Texto de origen:
Sunday, April 02, 2006

Javier Ramírez Limón

DESIERTO DE ALTAR


“…tierras vertiginosas y aéreas...
tierras con un blanco resplandor
de esqueleto pelado por los pájaros…”

—J. L. Borges



De un momento a otro cambia el paisaje de arena. Uno no se da muy bien cuenta. Basta clavarse en la línea blanca de la carretera para volverse y ver que las dunas se han hinchado o se han horizontalizado en menos de cinco minutos. Y allí, en la lejanía que emerge como en las novelas de Guillermo Munro o Cormac McCarthy, puede levantarse una ráfaga de viento y finsísima arena que enrarece la vista y altera el ritmo de la respiración. Es el desierto de Altar.
De pronto la cámara de Javier Ramírez Limón capta “algo”, una situación. “No entendía nada, pero aquello me pareció raro, por decir lo menos. Sentí que muy a mi pesar tenía que desentrañar el misterio de la pick up.”

Tu tarea: Reproduce sin cambios el pasaje del texto sobre el desierto de Altar que comienza con "De un momento" y sigue hasta "desierto de Altar.".

Extractos de líneas:
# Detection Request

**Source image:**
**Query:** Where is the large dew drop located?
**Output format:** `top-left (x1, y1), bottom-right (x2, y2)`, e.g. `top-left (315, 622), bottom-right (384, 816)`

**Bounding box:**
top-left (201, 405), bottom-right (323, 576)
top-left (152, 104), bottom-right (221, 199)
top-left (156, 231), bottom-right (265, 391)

Área de respuesta:
De un momento a otro cambia el paisaje de arena. Uno no se da muy bien cuenta. Basta clavarse en la línea blanca de la carretera para volverse y ver que las dunas se han hinchado o se han horizontalizado en menos de cinco minutos. Y allí, en la lejanía que emerge como en las novelas de Guillermo Munro o Cormac McCarthy, puede levantarse una ráfaga de viento y finsísima arena que enrarece la vista y altera el ritmo de la respiración. Es el desierto de Altar.